[Collection entries]
####

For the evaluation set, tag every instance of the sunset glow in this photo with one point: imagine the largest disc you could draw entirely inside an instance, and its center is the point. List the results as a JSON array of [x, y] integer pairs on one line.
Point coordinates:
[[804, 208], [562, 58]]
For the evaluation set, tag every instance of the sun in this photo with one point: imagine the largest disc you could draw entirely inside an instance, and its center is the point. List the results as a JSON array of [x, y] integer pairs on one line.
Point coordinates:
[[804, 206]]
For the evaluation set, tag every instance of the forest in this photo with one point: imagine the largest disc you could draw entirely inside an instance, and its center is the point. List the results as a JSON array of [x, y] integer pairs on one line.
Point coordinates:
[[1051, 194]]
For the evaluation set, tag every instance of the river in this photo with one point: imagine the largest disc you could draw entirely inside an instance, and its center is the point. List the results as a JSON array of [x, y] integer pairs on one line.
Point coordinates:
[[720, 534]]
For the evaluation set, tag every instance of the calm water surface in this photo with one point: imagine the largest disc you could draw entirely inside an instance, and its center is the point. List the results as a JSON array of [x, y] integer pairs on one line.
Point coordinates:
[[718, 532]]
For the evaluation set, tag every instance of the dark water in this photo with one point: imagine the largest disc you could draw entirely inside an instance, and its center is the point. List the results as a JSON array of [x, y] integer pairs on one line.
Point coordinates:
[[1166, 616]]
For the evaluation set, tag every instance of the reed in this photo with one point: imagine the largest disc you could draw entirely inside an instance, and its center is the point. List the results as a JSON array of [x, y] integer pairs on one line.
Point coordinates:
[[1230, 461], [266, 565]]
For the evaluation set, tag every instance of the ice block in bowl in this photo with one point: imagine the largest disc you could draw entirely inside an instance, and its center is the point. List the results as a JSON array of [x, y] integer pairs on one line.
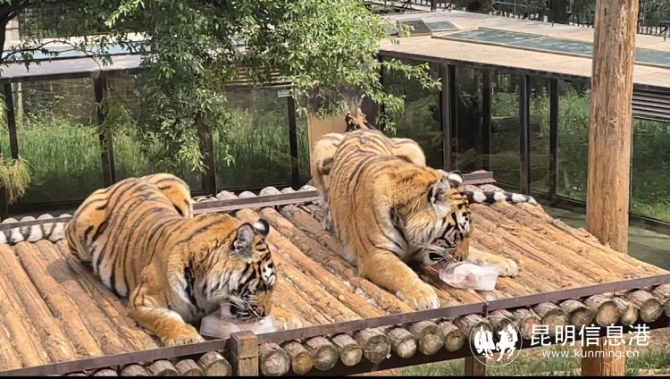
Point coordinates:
[[468, 275], [221, 325]]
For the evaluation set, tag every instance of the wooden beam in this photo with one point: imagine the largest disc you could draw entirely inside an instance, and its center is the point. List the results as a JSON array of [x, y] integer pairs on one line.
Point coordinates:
[[610, 137]]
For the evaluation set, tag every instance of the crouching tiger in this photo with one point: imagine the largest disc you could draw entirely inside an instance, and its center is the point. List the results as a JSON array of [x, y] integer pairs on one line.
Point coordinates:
[[174, 269], [388, 213]]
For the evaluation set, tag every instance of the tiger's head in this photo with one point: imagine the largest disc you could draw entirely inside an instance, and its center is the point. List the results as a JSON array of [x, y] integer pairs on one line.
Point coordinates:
[[251, 286], [440, 223]]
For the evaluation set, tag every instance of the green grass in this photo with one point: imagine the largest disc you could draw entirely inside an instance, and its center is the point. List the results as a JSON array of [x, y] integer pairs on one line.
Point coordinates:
[[65, 162], [552, 366]]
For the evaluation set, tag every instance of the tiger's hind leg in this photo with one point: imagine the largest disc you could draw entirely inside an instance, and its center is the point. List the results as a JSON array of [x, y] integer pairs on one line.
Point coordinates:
[[508, 267], [386, 270], [162, 322]]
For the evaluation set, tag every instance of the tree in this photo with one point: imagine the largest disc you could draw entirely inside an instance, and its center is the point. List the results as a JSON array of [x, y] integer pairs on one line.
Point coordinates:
[[610, 136]]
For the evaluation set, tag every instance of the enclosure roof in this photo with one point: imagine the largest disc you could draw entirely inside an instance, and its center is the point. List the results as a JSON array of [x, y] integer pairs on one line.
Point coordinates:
[[535, 46], [55, 310]]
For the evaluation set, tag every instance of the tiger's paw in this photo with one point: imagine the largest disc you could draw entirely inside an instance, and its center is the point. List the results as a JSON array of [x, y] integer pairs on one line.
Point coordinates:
[[182, 336], [286, 320], [419, 296]]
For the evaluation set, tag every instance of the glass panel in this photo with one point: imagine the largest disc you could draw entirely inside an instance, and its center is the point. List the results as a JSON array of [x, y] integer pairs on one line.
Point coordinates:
[[256, 138], [540, 156], [505, 127], [469, 121], [651, 162], [129, 159], [303, 145], [574, 104], [420, 119], [55, 135]]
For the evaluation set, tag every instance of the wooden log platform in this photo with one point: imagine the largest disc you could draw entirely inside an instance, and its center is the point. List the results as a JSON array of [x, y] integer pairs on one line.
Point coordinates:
[[55, 310]]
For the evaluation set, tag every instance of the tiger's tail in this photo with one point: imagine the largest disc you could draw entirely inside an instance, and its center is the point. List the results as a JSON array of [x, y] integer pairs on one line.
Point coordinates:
[[491, 197], [53, 232]]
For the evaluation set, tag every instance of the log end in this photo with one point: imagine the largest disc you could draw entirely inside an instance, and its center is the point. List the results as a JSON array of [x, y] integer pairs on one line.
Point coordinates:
[[274, 361]]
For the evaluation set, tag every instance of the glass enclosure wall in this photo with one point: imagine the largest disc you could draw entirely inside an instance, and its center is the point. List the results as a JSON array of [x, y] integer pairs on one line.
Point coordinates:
[[421, 118], [651, 164], [57, 135]]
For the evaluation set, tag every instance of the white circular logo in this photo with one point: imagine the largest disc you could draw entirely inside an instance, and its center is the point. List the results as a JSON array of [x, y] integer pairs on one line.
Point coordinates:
[[495, 349]]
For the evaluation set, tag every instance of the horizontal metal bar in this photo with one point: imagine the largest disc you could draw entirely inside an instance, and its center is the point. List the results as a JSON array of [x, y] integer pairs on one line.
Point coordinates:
[[462, 310]]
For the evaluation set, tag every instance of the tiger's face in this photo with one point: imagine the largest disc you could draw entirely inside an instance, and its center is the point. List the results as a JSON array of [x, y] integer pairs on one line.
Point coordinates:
[[251, 297], [446, 225]]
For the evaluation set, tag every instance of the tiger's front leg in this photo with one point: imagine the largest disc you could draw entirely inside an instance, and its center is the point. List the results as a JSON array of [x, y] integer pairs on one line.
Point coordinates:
[[508, 267], [386, 270], [164, 323]]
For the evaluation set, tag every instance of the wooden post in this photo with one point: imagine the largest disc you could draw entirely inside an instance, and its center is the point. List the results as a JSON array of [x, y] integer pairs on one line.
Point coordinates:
[[473, 367], [242, 353], [610, 150]]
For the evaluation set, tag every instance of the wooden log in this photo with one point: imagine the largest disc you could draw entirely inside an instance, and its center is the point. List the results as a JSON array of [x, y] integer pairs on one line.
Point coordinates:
[[454, 338], [605, 309], [96, 321], [403, 343], [628, 312], [375, 344], [467, 323], [163, 367], [188, 367], [19, 330], [107, 301], [135, 370], [350, 352], [274, 361], [579, 315], [70, 316], [552, 316], [500, 321], [301, 359], [288, 297], [214, 364], [663, 293], [429, 336], [110, 372], [650, 309], [21, 342], [323, 352], [320, 254], [527, 321]]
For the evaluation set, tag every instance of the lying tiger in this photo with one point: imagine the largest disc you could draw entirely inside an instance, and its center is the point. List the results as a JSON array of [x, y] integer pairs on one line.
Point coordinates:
[[144, 243], [389, 212]]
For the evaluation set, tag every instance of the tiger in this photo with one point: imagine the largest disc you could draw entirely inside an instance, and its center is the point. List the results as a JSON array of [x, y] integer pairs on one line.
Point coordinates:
[[174, 269], [389, 213], [324, 149], [176, 189]]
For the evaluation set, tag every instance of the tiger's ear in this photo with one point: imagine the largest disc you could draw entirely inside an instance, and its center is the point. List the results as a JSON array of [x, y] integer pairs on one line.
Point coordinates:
[[244, 240], [262, 227], [455, 178], [439, 189]]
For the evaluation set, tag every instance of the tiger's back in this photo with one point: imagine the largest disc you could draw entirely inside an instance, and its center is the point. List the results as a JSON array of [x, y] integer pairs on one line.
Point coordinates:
[[92, 216], [116, 229]]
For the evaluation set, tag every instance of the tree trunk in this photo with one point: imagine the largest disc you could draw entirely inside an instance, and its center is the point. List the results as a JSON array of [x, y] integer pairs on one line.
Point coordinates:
[[608, 194]]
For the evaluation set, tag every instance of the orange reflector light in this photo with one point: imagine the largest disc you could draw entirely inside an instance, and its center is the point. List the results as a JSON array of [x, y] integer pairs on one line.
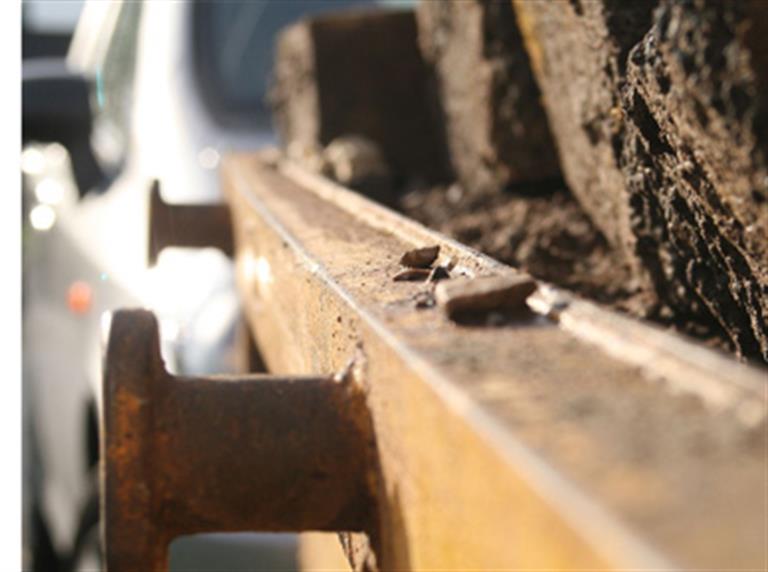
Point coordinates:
[[79, 297]]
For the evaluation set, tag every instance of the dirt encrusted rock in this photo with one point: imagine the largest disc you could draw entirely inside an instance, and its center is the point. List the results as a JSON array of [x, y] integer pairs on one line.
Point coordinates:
[[659, 110], [358, 73], [496, 127], [549, 237]]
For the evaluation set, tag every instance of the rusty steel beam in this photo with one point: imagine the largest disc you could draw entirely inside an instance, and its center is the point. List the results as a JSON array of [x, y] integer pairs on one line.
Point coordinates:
[[257, 453], [195, 226], [567, 438]]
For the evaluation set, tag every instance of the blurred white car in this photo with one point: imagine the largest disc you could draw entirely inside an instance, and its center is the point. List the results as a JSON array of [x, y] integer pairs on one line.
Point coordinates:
[[149, 91]]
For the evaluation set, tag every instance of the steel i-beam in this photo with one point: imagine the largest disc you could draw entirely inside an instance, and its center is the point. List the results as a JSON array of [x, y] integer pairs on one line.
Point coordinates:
[[189, 455]]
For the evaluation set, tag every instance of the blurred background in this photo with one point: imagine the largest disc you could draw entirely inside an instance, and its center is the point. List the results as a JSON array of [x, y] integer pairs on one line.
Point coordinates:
[[117, 95]]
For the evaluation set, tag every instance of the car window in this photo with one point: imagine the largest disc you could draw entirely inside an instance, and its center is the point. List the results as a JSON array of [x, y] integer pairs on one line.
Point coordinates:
[[234, 48], [114, 89]]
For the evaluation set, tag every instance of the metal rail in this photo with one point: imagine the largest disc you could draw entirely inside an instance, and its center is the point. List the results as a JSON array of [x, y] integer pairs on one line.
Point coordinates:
[[582, 440], [568, 437]]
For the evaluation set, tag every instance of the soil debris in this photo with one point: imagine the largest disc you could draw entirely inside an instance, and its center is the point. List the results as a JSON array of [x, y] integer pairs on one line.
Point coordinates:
[[464, 297], [412, 275], [420, 257], [438, 273]]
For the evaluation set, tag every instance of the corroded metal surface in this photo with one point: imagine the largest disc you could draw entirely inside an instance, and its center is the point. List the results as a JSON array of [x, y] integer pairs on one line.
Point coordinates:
[[189, 455], [570, 438], [185, 225]]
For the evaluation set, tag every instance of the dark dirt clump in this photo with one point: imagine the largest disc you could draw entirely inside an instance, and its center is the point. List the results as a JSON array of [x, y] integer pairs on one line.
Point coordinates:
[[551, 238]]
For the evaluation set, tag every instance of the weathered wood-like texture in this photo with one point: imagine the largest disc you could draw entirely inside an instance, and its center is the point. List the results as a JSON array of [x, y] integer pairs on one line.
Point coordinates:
[[358, 73], [660, 118], [507, 447], [495, 124]]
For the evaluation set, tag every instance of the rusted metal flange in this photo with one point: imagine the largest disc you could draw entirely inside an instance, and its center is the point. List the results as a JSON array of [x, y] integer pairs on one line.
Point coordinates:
[[189, 455], [195, 226]]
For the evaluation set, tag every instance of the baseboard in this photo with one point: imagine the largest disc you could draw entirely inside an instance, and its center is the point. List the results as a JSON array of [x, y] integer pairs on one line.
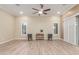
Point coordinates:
[[6, 41]]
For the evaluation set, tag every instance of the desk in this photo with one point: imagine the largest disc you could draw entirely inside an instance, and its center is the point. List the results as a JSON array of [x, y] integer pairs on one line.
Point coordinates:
[[39, 36]]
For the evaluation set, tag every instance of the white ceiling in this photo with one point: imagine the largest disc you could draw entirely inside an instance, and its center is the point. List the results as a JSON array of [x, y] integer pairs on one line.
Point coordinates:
[[27, 9]]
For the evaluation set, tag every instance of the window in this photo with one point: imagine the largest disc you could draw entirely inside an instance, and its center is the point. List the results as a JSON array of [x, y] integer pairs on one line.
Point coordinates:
[[55, 28], [23, 28]]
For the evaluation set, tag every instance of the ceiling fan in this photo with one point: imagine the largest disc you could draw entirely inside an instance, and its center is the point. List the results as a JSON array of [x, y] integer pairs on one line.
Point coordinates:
[[41, 11]]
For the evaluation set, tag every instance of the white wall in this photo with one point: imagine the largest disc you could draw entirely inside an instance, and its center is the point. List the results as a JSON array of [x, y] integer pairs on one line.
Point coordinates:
[[70, 29], [35, 23], [7, 24]]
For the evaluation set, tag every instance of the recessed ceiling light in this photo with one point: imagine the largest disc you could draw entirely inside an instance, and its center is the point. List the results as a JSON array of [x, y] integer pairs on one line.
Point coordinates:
[[58, 12], [21, 12]]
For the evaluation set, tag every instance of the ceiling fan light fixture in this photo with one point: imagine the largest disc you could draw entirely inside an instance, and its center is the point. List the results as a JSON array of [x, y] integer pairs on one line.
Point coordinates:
[[40, 12]]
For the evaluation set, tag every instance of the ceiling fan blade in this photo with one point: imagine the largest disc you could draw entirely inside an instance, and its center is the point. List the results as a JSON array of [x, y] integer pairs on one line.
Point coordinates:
[[41, 6], [47, 9], [35, 12], [35, 9], [39, 14], [44, 13]]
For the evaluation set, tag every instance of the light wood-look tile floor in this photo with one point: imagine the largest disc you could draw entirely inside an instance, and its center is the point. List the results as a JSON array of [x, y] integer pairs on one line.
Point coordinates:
[[38, 47]]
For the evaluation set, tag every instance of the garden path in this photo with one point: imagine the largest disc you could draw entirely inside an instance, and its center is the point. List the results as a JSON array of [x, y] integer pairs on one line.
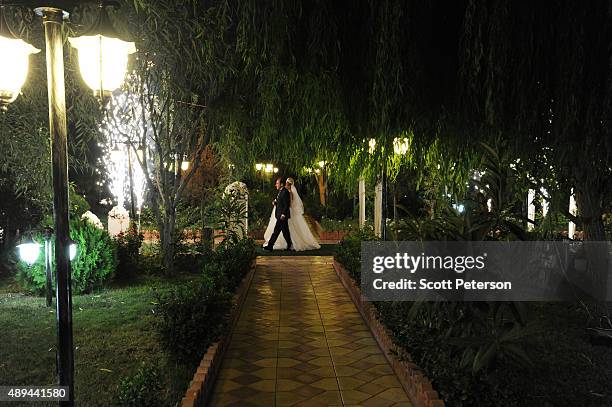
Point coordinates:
[[300, 341]]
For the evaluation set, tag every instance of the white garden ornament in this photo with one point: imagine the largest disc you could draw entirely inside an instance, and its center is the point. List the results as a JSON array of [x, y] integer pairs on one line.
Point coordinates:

####

> [Instructions for the task]
Put into a JSON list of strings, one string per line and omitting blank lines, the rows starting at the line that contains "For the evaluation set, tag every instance of the steel" and ending at the line that contains "[[117, 95]]", both included.

> [Exercise output]
[
  "For the evaluation set, tag every instance of the steel i-beam in this photo with one point: imagine the largest disc you could draw entirely inside an instance, and its center is the point. List the results as a JSON array of [x, y] integer pairs on one line.",
  "Point coordinates:",
  "[[189, 455]]",
  "For the evaluation set, tag every instance of the blurred background in this photo with one point: imagine the largest disc you could draw entirely inside an instance, and its center is the point. List the results as a JSON array of [x, y] integer pairs on one line.",
  "Point coordinates:",
  "[[117, 95]]"
]